- **What you will do**
Reproduce the material from its beginning up to and including the line containing "Please mark the region of the **floral", substituting "upper-left corner" for "top-left corner" and leaving everything else unchanged. Omit the pictures from the reproduction.

- **Dataset content**

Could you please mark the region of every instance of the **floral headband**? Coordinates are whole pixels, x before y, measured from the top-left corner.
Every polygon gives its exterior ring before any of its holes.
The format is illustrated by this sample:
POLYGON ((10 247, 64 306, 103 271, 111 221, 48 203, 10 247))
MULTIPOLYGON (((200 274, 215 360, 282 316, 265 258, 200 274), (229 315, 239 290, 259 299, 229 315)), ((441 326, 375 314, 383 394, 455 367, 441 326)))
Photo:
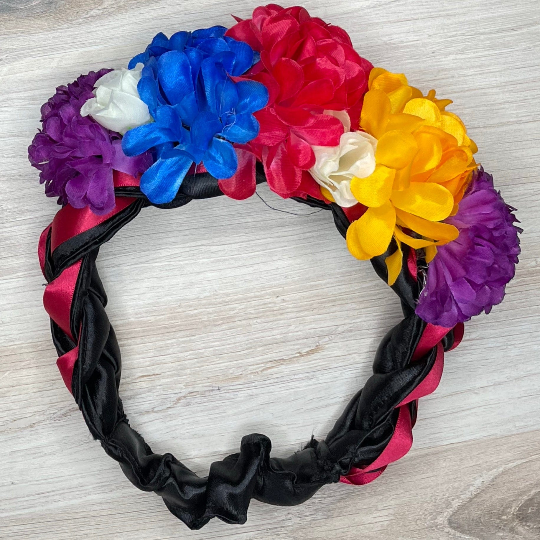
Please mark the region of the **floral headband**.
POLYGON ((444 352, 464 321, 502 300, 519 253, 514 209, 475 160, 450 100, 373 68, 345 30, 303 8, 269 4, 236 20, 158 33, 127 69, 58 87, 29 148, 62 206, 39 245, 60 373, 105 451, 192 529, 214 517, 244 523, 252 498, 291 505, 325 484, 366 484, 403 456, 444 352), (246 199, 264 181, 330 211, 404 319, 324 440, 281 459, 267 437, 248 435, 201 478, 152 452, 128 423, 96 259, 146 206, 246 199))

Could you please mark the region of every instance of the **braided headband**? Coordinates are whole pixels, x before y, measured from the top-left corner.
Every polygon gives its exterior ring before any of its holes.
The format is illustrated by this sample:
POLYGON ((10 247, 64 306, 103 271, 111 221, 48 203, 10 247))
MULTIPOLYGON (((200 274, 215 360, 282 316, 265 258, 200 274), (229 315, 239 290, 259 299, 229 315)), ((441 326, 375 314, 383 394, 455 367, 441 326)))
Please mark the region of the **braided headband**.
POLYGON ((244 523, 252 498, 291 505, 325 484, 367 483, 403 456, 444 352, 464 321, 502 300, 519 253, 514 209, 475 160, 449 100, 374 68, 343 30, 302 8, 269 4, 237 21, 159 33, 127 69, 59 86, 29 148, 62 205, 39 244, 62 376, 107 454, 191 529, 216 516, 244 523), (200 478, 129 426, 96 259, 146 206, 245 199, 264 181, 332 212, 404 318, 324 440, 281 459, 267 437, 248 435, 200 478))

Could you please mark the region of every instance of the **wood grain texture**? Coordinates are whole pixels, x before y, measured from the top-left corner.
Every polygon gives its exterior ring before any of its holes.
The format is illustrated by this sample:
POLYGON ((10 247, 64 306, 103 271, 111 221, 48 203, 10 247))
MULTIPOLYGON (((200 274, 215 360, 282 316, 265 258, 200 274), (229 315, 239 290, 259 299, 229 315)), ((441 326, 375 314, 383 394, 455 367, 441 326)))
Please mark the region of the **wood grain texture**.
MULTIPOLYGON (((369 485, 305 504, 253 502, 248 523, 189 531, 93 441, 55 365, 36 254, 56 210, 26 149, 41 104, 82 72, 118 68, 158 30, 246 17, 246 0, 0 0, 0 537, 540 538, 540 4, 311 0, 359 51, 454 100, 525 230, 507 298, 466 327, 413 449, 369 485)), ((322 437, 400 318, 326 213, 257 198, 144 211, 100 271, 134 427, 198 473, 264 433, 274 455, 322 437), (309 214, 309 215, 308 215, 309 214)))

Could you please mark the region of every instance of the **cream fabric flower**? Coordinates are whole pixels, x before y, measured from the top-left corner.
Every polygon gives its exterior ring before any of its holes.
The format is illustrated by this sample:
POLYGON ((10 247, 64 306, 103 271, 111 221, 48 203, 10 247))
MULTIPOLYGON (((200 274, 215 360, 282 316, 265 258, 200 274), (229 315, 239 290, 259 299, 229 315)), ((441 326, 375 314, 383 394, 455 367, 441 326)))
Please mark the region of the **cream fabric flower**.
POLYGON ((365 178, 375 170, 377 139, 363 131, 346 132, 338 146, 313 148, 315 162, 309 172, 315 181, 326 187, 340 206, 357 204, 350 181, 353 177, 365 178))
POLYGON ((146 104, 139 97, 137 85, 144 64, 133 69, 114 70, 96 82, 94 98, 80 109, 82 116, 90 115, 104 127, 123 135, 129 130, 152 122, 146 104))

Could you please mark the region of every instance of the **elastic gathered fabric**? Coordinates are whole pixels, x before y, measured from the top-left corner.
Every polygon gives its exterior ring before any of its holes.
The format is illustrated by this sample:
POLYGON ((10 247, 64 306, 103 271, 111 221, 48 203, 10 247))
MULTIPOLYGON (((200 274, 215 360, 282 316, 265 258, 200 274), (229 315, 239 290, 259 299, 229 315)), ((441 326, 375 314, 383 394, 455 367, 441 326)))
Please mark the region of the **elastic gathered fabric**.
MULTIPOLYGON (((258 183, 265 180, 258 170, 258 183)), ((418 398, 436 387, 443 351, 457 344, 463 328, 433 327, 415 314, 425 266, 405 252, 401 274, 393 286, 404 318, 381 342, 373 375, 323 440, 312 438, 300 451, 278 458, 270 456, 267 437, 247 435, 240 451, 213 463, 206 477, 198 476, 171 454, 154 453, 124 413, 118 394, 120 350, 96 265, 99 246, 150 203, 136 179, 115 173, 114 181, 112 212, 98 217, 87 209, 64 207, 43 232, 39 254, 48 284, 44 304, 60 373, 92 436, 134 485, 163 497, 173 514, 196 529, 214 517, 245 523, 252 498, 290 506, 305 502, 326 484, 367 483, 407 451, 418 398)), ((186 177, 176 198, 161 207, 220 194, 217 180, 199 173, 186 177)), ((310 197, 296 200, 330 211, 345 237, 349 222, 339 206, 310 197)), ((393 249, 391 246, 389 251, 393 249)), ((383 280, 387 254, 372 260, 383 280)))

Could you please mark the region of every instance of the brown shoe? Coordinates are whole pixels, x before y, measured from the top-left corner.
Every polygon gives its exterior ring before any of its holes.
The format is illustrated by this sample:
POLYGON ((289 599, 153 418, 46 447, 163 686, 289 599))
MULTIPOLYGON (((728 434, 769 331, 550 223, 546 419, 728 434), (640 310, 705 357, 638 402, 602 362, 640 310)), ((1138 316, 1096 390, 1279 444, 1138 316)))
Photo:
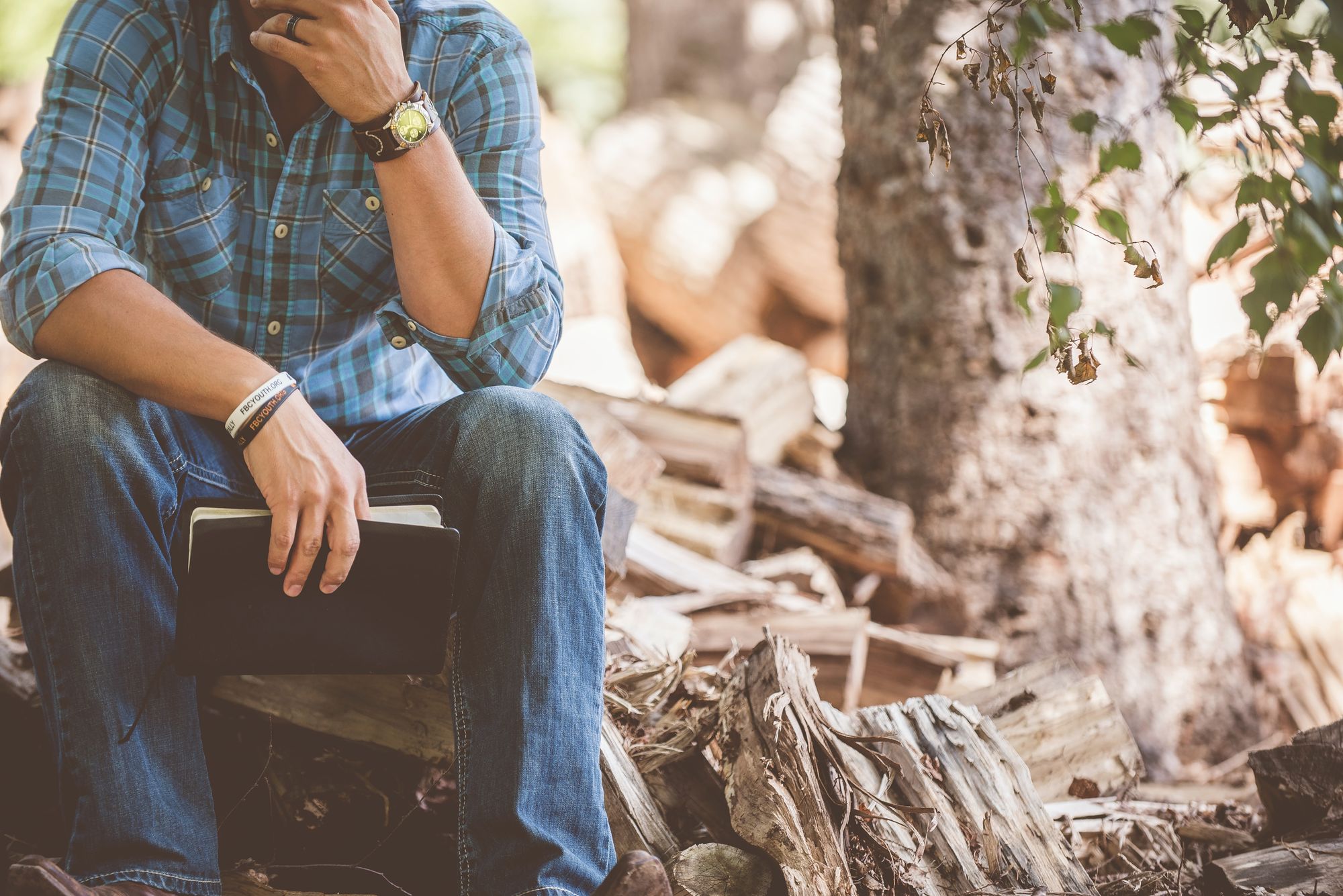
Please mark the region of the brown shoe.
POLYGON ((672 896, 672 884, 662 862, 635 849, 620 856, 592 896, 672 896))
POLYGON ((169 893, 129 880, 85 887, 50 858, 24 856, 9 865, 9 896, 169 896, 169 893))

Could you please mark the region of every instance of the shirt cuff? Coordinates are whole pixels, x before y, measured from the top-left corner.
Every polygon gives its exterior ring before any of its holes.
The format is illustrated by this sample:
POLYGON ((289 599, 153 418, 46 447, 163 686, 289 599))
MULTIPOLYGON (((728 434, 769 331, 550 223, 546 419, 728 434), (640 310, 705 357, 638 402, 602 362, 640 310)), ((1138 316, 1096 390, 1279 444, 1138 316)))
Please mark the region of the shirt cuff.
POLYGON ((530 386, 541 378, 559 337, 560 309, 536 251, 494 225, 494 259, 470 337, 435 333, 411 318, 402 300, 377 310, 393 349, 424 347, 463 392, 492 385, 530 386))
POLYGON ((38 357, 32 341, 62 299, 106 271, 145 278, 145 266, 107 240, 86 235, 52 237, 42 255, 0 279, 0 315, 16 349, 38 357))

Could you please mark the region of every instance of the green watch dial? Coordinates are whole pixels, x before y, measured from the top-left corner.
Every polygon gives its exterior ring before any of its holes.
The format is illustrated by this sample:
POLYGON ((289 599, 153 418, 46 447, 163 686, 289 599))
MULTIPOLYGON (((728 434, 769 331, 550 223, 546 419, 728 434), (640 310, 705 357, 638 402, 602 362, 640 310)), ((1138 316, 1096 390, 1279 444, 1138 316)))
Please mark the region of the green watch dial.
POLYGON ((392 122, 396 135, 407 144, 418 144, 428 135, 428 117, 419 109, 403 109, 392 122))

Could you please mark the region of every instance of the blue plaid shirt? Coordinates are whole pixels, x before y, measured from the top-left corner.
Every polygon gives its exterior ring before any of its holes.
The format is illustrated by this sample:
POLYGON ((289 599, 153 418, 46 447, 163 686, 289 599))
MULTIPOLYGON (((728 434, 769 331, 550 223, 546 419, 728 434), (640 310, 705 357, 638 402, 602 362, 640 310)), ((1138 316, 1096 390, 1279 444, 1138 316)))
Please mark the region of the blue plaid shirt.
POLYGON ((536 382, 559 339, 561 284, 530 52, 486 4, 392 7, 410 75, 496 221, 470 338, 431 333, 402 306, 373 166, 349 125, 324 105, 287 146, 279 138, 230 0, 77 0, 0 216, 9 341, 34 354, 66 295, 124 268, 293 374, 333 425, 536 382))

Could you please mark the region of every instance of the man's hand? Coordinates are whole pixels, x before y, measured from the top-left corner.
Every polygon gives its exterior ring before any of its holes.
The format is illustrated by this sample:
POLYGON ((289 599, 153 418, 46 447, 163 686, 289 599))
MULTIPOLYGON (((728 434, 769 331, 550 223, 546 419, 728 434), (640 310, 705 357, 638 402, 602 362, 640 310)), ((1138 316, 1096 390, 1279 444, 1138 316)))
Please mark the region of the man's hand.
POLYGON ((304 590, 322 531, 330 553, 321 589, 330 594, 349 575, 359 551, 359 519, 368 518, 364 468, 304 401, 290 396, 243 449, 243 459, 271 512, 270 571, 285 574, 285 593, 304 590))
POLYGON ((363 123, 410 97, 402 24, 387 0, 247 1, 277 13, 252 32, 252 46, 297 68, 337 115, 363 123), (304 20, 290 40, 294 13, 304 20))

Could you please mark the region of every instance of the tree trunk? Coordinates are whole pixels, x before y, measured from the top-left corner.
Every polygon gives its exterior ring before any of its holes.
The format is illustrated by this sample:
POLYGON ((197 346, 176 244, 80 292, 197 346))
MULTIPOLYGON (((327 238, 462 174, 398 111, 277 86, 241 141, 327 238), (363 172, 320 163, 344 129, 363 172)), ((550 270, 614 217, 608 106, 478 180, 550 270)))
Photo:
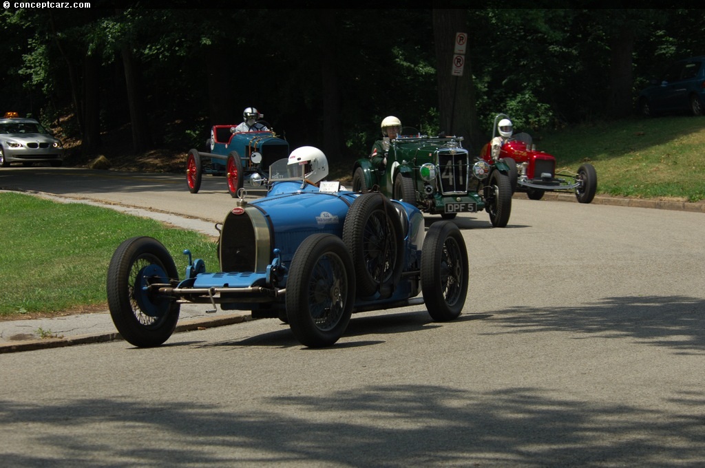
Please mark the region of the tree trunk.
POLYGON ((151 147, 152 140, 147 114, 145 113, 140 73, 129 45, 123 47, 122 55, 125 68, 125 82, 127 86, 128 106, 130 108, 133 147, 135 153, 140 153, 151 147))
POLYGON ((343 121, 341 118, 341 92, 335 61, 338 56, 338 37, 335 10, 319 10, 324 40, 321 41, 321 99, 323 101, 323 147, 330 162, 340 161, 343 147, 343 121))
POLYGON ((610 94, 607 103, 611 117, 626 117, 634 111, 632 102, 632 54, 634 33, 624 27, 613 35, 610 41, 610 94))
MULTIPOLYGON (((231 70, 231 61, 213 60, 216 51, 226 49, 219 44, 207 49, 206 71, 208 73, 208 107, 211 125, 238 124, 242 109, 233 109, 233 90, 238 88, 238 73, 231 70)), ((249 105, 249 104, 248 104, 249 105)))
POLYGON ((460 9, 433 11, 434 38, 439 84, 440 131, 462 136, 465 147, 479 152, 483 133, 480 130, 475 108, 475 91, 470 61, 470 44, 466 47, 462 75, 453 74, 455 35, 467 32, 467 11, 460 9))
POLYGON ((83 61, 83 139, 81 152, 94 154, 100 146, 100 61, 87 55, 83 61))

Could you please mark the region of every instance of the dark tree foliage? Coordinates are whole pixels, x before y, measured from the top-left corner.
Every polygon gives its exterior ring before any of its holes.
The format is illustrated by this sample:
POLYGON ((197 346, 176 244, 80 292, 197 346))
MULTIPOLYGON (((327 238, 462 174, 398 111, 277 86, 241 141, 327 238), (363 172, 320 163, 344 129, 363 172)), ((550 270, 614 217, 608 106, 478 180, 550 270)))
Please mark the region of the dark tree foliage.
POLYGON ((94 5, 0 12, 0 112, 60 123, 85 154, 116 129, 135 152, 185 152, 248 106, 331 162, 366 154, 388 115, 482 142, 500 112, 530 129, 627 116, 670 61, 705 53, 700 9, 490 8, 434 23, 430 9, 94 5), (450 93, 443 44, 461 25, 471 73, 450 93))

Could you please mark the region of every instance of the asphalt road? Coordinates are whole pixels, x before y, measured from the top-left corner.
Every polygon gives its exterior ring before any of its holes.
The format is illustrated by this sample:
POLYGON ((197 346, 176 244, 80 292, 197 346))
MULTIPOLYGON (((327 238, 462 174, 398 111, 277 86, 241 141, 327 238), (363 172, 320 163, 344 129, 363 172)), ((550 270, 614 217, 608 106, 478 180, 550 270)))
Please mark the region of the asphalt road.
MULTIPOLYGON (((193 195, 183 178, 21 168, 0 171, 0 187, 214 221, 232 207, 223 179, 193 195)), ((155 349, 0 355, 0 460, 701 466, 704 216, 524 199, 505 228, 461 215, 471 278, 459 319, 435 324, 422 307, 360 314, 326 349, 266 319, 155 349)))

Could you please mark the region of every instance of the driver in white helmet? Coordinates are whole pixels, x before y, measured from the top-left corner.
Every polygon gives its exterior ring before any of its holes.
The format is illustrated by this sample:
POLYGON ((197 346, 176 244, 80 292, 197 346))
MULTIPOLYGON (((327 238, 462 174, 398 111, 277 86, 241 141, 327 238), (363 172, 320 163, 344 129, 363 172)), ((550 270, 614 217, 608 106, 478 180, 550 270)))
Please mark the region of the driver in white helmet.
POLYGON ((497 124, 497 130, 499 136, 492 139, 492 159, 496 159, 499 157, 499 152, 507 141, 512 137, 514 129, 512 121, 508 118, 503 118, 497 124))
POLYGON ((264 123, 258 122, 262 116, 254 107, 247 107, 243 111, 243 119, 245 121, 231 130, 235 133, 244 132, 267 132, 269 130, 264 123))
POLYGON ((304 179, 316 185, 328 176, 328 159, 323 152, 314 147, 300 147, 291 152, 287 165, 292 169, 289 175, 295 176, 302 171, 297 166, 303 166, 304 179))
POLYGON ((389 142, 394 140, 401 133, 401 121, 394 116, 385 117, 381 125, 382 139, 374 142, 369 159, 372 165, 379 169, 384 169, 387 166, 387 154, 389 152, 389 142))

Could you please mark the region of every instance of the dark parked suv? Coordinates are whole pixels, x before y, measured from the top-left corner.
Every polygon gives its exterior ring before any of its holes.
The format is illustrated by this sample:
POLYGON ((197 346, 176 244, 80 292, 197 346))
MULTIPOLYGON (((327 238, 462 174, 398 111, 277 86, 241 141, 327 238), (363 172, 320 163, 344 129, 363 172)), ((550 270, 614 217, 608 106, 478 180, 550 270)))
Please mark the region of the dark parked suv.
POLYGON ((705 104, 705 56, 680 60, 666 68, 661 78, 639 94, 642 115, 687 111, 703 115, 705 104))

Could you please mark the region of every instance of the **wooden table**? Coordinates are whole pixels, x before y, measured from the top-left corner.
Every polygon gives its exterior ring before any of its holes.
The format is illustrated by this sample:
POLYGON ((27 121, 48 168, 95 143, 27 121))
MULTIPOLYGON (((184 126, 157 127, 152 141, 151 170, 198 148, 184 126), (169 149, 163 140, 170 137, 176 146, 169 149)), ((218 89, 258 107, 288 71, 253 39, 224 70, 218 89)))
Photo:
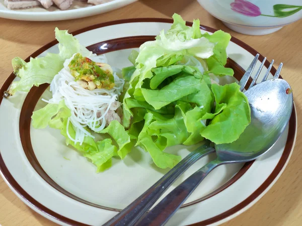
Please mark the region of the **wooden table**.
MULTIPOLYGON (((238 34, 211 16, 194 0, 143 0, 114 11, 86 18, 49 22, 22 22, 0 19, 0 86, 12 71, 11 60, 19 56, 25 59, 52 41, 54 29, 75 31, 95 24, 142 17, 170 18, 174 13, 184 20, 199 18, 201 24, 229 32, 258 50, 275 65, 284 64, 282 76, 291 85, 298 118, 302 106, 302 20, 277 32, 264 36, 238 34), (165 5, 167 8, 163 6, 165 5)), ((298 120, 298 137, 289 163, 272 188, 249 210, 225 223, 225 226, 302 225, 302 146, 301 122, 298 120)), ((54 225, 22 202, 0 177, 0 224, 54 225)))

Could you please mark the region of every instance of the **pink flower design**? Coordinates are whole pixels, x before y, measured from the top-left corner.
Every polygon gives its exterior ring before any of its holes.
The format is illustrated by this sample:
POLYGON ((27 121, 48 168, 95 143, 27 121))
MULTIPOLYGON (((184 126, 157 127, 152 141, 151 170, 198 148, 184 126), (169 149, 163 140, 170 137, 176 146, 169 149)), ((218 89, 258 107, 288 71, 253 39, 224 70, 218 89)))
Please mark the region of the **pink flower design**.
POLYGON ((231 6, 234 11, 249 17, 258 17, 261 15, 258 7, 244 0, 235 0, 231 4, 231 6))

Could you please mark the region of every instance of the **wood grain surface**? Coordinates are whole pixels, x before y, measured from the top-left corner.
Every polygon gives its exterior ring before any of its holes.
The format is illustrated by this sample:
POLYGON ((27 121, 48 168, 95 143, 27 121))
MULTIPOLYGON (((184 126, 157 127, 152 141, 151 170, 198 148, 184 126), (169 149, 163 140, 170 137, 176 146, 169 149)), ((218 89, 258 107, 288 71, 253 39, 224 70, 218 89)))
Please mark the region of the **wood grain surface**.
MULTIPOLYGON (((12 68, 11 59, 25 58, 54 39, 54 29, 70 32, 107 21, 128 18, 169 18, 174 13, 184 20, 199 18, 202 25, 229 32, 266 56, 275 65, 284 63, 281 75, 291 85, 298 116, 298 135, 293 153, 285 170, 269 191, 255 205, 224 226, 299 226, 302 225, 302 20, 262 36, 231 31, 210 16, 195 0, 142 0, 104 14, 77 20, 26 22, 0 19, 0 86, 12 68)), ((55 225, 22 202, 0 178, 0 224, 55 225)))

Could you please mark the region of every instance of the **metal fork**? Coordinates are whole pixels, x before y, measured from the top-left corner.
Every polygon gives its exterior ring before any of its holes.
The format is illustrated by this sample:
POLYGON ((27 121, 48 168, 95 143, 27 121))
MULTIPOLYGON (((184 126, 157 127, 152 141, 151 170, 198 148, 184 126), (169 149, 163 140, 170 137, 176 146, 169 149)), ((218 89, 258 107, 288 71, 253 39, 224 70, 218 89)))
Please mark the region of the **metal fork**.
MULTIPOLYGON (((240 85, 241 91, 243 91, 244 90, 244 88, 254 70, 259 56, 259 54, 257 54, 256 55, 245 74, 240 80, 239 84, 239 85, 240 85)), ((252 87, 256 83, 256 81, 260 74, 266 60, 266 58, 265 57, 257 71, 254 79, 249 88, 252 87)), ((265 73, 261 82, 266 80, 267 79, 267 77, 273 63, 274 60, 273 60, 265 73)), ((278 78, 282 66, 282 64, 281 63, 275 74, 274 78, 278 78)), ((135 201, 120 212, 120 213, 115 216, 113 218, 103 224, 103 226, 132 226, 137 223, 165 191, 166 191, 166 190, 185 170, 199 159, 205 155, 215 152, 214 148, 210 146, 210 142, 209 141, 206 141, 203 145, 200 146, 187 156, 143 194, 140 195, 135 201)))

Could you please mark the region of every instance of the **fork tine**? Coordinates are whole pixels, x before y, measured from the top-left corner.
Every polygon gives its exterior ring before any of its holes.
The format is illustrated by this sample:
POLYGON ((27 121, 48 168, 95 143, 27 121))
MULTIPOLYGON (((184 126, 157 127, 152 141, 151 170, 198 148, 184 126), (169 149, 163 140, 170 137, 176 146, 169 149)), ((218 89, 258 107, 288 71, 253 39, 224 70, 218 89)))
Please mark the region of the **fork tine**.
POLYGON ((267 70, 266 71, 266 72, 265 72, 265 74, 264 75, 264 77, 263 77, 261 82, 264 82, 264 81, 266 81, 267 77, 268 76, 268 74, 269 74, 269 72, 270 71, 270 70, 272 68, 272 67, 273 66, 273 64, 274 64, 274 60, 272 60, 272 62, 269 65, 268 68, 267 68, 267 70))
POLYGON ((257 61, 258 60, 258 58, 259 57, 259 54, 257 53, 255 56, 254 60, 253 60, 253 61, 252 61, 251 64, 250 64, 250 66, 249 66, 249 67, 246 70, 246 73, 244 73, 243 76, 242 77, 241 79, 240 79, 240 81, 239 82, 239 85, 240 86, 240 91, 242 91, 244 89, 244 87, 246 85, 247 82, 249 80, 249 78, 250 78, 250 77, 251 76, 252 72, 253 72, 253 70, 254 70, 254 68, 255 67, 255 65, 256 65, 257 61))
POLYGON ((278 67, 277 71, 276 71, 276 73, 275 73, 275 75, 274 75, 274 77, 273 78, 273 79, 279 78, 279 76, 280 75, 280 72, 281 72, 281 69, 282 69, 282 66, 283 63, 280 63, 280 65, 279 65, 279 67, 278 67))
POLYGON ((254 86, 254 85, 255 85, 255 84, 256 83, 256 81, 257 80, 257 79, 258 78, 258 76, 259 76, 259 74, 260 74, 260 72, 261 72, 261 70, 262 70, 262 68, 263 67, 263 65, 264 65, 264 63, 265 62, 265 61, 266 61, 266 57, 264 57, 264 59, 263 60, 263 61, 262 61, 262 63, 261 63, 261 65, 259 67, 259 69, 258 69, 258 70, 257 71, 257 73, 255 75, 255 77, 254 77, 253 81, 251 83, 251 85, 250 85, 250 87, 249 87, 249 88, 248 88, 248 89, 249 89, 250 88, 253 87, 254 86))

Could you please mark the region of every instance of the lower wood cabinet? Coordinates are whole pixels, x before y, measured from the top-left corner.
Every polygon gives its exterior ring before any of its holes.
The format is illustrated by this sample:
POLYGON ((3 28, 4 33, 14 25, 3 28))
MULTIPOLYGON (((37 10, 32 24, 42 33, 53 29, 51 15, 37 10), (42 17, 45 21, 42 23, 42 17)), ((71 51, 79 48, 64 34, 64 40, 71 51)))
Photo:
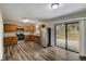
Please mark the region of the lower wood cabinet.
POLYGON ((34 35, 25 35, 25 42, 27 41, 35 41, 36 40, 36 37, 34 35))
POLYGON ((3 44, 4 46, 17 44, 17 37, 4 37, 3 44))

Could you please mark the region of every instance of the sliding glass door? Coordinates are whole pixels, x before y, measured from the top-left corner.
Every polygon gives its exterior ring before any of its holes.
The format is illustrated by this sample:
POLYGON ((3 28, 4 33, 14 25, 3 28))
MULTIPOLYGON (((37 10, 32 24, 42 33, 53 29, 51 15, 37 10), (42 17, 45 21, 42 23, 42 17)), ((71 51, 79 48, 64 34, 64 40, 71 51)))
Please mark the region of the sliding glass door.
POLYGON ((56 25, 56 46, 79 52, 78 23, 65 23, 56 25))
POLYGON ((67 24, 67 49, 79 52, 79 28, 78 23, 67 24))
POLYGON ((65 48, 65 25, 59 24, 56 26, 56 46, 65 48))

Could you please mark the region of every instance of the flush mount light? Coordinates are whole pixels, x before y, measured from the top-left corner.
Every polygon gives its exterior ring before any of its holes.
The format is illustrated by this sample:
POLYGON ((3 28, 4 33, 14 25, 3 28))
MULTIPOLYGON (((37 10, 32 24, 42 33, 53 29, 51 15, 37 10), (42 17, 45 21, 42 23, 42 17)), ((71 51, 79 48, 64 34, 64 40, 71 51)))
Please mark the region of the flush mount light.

- **Exercise output**
Could you please mark the region of every instance of the **floral headband**? Coordinates are whole pixels, x before y, measured from the upper-left corner.
Every polygon gives its exterior ring before any of its holes.
The format is illustrated by this sample:
POLYGON ((10 247, 64 306, 103 271, 111 221, 48 203, 10 247))
MULTIPOLYGON (((200 274, 215 360, 282 316, 265 258, 200 274), (229 315, 239 290, 259 299, 229 315)), ((441 326, 375 314, 383 394, 455 367, 441 326)))
Photo:
Please mark the region of the **floral headband**.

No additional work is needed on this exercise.